Some students are avoiding public transportation during the pandemic because of safety concerns. But those without a car, like out-of-state student Anna Kaminetz, might find themselves stranded on the Forty Acres if campus shuts down.
If UT closes campus like The University of North Carolina at Chapel Hill or SUNY Oneonta have, students without cars could be left scrambling to return home. As of publication, UT has not announced a specific number of cases that would prompt a campus closure.
Design freshman Kaminetz said she plans to drive back to her hometown of Philadelphia with a friend from UT if this happens.
“Our plan is to drive back together at Thanksgiving or if we get thrown out of the dorms beforehand,” Kaminetz said. “Knowing that I have him and his car means I could leave at any time. If he decided to leave before me, that would be a very different story.”
For Kaminetz, bringing a car to campus wasn’t an option.
“I don't have my own car at home,” Kaminetz said. “I share one with my younger brother, who's still in high school. I've been driving around with friends, but most of the time I have just been walking.”
Some students, like Kaminetz, are hesitant to rely on alternative modes of transportation such as Uber, Lyft, public buses and electric scooters during the pandemic.
Social distancing while on a bus or in an Uber can be challenging because the Centers for Disease Control and Prevention recommends maintaining a distance of 6 feet from others,
“(On the bus), I definitely have been extra careful, paying attention to the social distancing sign on the bus and sanitizing everytime I get on and off,” said Austin Tackman, a radio-television-film freshman.
Tackman said she also worries about the cleanliness of the buses themselves.
.....
**Assigned task 1**
Decide whether each statement agrees with the article on students without cars, answering yes or no and quoting the words of the article that settle it: (a) Kaminetz intends to drive to Philadelphia with a friend from UT if campus closes; (b) UT has announced how many cases would lead it to close campus; (c) Kaminetz shares a car at home with her younger brother.
**Assigned task 2**
Extend the article on students without cars, beginning right after its final sentence.

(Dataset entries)
.....
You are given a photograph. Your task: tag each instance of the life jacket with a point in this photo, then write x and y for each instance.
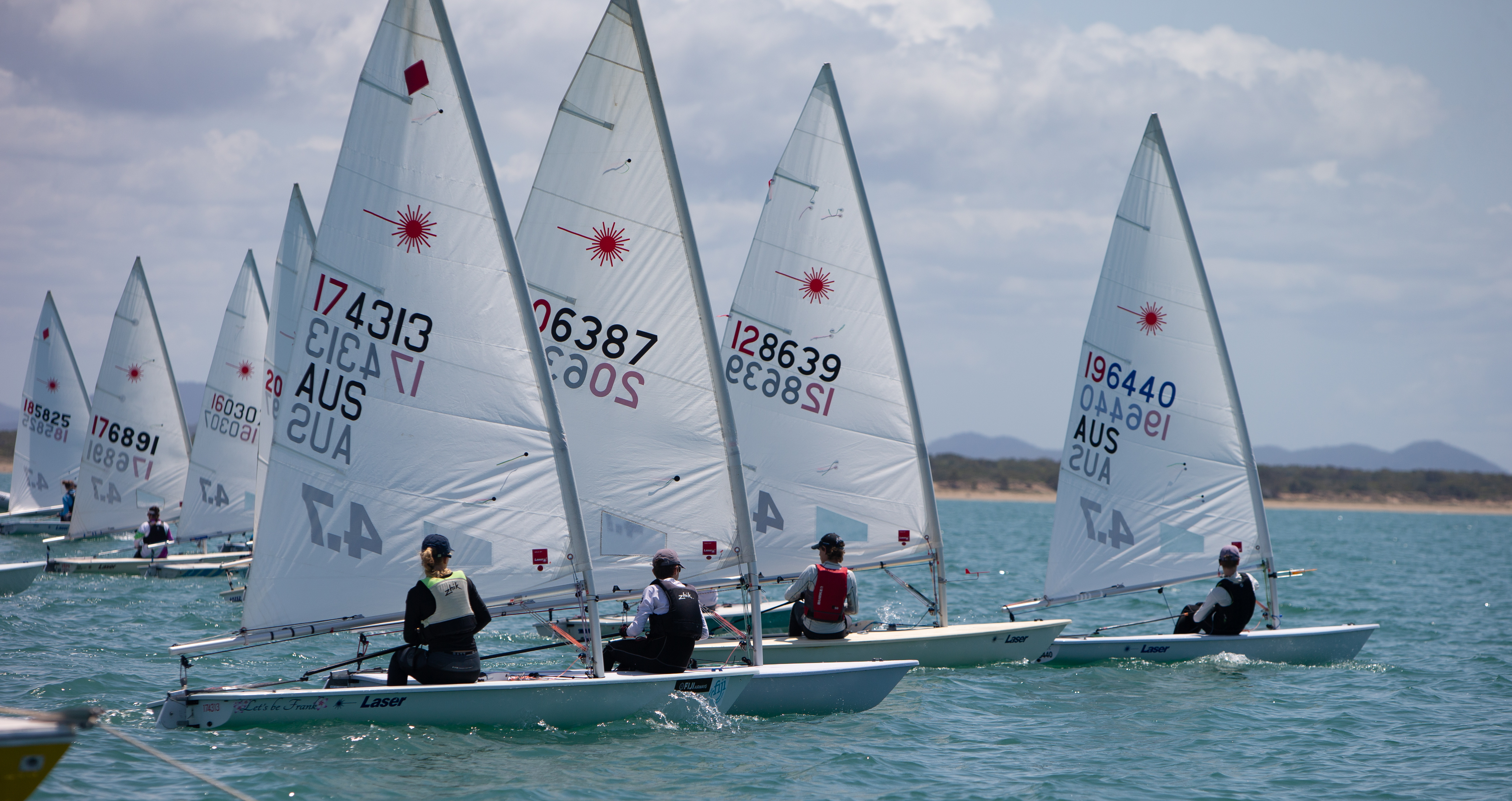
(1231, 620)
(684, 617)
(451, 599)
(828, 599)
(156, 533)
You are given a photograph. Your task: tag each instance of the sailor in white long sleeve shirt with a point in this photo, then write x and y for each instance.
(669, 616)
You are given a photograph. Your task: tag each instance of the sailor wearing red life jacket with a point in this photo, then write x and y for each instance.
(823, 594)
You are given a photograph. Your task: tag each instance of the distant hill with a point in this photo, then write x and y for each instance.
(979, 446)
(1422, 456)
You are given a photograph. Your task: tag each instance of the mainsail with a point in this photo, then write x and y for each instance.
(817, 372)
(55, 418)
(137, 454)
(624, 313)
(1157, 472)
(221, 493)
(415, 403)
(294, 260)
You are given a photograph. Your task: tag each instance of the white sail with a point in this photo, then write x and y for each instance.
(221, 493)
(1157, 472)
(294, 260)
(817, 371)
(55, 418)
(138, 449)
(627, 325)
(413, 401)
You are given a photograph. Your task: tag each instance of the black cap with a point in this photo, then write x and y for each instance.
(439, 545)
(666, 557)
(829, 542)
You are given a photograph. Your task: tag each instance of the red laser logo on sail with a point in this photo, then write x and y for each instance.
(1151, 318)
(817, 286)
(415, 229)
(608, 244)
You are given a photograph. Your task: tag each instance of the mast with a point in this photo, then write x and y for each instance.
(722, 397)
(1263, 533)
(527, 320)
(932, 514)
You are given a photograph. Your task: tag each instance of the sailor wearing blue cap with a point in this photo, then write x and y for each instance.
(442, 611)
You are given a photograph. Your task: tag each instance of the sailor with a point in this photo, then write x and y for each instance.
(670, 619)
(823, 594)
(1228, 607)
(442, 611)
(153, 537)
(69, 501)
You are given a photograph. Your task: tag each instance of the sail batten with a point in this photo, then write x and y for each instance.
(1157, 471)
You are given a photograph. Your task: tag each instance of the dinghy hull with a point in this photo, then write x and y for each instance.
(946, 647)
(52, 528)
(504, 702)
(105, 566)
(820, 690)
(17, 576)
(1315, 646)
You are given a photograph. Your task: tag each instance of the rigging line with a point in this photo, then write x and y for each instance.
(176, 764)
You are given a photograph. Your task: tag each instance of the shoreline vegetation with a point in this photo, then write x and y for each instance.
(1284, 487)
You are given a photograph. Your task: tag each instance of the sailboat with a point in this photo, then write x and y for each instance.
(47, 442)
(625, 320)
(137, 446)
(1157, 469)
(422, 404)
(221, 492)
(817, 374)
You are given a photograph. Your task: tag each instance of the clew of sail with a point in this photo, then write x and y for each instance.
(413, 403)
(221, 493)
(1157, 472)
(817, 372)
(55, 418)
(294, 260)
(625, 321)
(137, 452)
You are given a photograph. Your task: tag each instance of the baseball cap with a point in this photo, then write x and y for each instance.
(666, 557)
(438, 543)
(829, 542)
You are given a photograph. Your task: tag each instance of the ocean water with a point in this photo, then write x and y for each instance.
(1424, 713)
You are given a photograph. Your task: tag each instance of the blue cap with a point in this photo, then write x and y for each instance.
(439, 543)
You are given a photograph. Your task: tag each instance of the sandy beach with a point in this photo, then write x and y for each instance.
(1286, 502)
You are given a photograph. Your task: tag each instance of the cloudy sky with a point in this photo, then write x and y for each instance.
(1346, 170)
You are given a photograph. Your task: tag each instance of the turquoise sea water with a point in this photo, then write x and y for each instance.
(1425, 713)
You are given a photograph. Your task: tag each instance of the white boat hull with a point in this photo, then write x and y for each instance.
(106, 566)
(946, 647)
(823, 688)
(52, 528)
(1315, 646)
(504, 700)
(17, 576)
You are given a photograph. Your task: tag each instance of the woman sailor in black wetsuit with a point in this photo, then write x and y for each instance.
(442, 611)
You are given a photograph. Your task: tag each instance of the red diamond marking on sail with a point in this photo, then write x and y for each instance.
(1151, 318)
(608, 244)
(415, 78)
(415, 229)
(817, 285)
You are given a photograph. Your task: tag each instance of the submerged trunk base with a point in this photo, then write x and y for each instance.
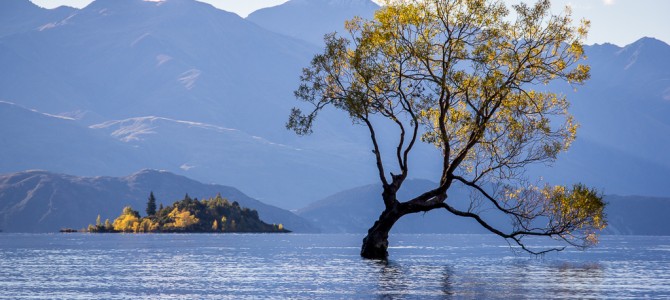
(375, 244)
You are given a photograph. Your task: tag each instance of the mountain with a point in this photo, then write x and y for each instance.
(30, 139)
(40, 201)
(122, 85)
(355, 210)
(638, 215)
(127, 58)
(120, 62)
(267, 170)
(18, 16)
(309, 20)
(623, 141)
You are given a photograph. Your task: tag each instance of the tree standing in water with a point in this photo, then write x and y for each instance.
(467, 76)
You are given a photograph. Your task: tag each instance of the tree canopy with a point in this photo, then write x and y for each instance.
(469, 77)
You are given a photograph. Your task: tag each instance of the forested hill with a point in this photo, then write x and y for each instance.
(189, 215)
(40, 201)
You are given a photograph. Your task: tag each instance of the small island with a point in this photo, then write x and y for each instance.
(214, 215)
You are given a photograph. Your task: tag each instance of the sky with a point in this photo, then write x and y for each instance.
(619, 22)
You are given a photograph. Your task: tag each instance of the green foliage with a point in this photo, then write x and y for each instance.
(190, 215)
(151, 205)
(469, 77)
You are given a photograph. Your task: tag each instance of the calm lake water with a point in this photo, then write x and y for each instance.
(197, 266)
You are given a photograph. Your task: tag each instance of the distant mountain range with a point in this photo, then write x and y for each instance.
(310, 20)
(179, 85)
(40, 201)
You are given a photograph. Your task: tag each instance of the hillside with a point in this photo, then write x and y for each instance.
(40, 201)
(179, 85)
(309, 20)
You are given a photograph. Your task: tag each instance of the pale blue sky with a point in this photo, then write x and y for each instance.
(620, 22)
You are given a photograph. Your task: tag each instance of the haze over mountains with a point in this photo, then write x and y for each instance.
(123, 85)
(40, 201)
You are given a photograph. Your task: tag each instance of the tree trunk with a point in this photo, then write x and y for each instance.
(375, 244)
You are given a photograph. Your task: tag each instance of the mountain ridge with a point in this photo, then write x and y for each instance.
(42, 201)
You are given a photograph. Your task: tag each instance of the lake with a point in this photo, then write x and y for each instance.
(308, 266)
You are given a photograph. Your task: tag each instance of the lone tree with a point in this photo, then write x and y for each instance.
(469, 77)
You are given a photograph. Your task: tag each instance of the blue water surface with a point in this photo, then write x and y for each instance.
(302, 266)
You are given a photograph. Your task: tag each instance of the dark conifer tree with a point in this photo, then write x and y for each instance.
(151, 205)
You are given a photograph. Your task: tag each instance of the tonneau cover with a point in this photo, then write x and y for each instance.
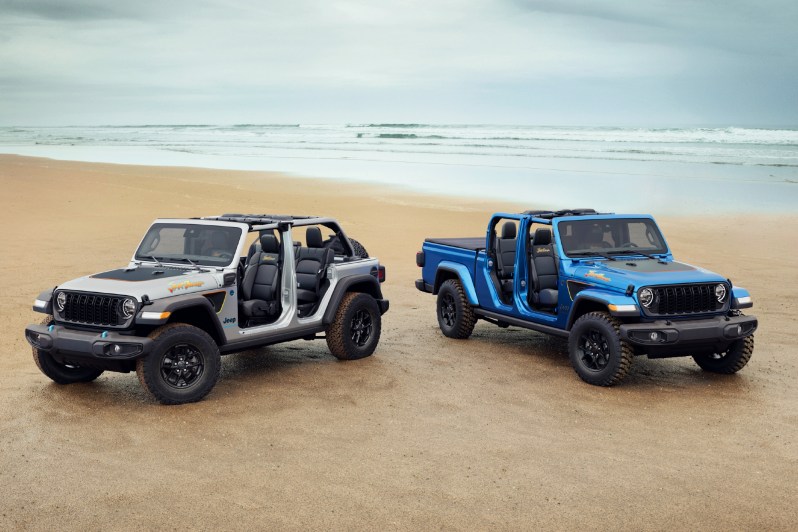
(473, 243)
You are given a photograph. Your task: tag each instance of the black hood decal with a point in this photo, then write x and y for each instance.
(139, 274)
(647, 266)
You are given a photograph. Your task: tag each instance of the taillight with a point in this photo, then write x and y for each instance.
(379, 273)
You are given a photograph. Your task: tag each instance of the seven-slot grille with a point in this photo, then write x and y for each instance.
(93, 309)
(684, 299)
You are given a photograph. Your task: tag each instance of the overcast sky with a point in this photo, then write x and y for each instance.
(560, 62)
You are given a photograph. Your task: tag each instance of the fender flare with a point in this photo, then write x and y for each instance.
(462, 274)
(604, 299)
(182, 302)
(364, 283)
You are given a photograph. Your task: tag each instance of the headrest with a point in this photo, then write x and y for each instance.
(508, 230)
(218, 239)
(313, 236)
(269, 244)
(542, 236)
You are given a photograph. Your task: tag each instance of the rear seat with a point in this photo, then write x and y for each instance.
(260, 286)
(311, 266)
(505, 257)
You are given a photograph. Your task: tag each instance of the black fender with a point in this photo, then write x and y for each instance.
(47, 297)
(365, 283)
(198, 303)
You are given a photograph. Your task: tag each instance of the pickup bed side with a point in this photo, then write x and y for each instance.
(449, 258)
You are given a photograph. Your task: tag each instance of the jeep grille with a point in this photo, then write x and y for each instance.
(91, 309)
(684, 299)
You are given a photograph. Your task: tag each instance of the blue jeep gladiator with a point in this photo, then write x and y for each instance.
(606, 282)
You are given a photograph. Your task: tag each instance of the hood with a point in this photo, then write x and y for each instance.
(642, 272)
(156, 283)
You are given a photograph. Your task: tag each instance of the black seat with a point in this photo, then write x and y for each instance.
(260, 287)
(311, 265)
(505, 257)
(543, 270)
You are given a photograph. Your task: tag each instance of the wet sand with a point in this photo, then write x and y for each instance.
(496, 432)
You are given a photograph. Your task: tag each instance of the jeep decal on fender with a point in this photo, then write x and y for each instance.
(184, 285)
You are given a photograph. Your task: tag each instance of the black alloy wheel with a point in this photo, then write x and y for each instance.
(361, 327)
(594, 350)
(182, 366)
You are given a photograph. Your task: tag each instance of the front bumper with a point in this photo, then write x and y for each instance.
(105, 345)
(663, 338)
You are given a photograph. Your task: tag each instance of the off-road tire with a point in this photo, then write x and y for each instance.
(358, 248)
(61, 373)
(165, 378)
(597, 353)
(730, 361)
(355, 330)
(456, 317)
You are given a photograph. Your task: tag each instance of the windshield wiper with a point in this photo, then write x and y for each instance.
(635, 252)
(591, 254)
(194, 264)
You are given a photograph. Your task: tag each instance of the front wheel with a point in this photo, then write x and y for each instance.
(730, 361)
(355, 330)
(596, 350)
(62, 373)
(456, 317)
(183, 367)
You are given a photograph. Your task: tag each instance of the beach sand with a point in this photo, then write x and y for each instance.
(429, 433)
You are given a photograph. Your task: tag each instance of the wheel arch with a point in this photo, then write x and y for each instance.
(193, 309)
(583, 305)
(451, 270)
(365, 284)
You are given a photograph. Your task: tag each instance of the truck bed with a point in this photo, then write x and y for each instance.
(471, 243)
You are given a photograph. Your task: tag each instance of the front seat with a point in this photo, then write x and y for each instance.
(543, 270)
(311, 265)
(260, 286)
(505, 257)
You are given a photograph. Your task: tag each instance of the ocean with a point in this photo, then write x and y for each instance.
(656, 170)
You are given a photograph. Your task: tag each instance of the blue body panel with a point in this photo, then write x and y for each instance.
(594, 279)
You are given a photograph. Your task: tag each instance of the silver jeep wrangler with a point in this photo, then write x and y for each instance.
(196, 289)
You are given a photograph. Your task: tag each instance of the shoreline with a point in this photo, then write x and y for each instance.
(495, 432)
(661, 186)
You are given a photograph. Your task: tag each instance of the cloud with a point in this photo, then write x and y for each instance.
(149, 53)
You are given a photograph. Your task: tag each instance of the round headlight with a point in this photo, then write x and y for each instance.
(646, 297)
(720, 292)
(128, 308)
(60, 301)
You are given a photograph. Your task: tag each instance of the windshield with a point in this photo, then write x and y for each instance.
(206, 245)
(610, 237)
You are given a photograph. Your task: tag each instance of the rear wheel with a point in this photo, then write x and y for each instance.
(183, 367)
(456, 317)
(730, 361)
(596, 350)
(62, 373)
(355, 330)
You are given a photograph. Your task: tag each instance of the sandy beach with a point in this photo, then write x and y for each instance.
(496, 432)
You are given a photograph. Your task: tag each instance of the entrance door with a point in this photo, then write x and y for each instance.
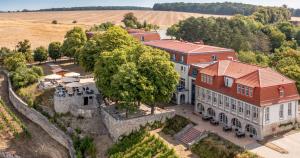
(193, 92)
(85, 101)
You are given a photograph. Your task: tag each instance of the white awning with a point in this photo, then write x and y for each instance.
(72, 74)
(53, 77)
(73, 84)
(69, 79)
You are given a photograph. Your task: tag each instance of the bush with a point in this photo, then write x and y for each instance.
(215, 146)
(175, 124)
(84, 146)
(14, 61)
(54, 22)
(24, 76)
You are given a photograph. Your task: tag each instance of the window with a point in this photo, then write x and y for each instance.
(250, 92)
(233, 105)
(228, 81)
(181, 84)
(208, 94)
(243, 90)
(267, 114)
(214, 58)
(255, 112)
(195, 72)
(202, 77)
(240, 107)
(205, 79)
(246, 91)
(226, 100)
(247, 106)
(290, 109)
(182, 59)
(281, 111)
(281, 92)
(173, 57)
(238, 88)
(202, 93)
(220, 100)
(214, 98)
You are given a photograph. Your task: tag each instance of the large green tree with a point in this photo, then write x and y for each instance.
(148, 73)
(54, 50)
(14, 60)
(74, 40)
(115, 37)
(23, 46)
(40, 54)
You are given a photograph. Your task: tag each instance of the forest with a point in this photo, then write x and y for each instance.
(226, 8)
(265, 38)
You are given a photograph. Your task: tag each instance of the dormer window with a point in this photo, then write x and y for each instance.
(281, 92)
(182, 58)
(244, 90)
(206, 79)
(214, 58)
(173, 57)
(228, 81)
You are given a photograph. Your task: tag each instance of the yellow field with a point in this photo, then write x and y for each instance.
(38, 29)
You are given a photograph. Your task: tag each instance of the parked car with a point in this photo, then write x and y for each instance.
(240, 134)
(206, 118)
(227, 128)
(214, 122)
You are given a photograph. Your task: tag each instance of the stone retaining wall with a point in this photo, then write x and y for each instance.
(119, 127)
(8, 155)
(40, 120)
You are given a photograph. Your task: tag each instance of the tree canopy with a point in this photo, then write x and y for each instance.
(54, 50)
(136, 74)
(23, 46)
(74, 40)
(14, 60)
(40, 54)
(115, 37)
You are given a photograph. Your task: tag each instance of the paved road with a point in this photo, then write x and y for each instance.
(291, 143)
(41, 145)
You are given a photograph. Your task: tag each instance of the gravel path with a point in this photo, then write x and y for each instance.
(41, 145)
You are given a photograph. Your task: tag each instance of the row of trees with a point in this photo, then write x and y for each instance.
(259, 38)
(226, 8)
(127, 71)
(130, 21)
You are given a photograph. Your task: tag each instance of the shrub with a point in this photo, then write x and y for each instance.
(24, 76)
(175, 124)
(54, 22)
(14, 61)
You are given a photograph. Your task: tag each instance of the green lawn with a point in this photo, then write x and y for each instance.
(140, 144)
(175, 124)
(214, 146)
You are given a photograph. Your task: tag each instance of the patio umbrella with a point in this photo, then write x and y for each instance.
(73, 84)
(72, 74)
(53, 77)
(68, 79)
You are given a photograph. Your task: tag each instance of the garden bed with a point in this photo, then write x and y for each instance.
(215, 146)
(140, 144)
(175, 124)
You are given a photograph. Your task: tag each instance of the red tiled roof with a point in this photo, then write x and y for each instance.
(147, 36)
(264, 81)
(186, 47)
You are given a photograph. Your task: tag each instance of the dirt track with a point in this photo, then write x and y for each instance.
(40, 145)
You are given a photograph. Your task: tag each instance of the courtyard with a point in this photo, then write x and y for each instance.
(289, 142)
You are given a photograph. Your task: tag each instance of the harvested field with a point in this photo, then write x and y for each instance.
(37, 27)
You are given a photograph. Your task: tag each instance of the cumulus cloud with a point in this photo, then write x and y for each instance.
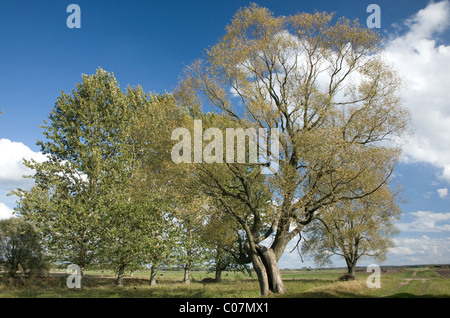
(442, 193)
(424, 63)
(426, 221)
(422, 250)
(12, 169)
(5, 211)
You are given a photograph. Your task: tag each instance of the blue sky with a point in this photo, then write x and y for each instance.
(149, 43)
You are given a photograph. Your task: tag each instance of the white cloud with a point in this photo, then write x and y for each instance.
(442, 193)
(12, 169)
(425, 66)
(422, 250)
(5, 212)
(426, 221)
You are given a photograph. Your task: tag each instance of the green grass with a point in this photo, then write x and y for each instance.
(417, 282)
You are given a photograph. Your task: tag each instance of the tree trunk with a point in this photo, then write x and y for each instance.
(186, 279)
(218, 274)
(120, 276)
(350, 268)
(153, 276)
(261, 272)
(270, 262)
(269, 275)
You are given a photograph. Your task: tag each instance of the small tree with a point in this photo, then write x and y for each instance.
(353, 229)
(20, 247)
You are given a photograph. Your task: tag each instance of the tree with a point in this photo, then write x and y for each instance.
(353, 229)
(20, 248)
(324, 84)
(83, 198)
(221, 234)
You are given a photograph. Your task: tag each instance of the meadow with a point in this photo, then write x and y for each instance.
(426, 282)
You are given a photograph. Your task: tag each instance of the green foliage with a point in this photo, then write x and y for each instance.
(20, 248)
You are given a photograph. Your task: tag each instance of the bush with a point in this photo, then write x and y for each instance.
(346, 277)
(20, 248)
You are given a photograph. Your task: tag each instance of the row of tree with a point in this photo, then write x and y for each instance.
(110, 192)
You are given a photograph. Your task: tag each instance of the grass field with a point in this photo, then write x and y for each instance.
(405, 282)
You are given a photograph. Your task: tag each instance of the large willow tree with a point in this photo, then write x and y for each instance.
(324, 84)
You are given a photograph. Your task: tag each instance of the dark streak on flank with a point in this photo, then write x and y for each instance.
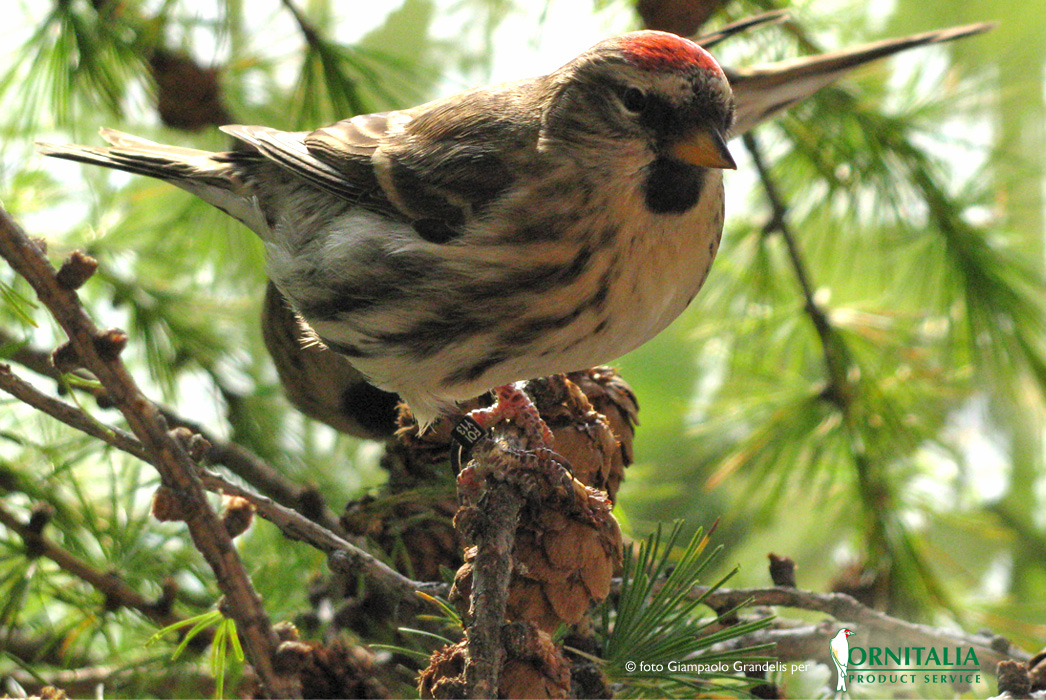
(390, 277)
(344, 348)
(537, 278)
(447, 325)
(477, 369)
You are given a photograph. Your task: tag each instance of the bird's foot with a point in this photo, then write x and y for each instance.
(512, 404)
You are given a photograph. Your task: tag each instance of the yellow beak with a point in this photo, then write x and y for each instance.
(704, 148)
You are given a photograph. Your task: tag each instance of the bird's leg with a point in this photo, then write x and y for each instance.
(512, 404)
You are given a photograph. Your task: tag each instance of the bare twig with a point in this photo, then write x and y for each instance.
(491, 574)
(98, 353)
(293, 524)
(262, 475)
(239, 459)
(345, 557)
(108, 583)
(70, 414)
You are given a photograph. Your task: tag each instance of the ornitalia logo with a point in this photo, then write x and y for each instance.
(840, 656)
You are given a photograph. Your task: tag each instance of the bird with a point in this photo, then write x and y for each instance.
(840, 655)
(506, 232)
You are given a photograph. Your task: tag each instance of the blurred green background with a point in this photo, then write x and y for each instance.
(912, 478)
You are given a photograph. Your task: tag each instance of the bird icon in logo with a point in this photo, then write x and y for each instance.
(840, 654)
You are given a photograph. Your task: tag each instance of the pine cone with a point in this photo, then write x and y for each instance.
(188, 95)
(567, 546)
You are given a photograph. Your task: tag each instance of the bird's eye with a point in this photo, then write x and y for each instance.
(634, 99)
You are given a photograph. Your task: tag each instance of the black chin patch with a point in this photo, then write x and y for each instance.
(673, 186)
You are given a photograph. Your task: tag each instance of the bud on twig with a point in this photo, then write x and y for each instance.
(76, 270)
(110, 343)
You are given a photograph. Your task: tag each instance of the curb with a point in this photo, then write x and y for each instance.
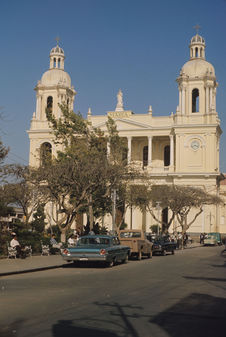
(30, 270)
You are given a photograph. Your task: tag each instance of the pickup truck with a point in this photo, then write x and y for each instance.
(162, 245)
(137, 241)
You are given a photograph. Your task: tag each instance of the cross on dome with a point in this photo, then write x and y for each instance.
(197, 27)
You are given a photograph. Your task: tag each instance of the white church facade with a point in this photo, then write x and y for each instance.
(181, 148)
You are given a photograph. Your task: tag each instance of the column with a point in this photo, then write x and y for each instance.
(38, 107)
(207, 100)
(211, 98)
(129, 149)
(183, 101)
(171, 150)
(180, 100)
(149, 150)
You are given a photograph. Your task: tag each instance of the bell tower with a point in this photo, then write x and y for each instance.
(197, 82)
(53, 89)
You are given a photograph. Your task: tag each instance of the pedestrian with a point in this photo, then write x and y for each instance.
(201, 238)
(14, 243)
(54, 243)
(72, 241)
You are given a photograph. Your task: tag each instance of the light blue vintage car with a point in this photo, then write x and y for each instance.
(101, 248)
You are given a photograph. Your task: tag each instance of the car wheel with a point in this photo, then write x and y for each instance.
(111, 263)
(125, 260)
.....
**Exercise output 1**
(a) Yes: "Design freshman Kaminetz said she plans to drive back to her hometown of Philadelphia with a friend from UT if this happens."
(b) No: "As of publication, UT has not announced a specific number of cases that would prompt a campus closure."
(c) Yes: "I share one with my younger brother, who's still in high school."

**Exercise output 2**
“I think (the pandemic) is definitely affecting the way I view public transportation like the bus just because I know typically they're not as sanitized as they should be,” Tackman said.
UT is asking those who do rely on the UT shuttle service to wear a face mask and keep an empty seat between passengers.
To address sanitation concerns, Uber released a companywide mandate that requires their drivers to wash their hands regularly, wear face coverings and keep windows open in the vehicle. However, Tackman said she is still hesitant to get in an Uber.
Other students, like journalism freshman Merit Davis, are still using their own cars to get around.
“I'm for sure using (my car) a lot more than I think I would if (COVID-19) hadn't been a thing,” Davis said. “I would be walking around more, using buses and Lime scooters. It's nice knowing that I'm safe in my car.”
Davis said her roommates rely on her to go places.
“One of my roommates doesn't have a car, so I drive her places,” Davis said.
Davis said she takes comfort in knowing exactly who has been in her car.
“I would much rather use my car over public transit, whether that be an Uber or a bus or anything of that sort,” Davis said. “You don't know who's been on it. You don't know who's been touching it.”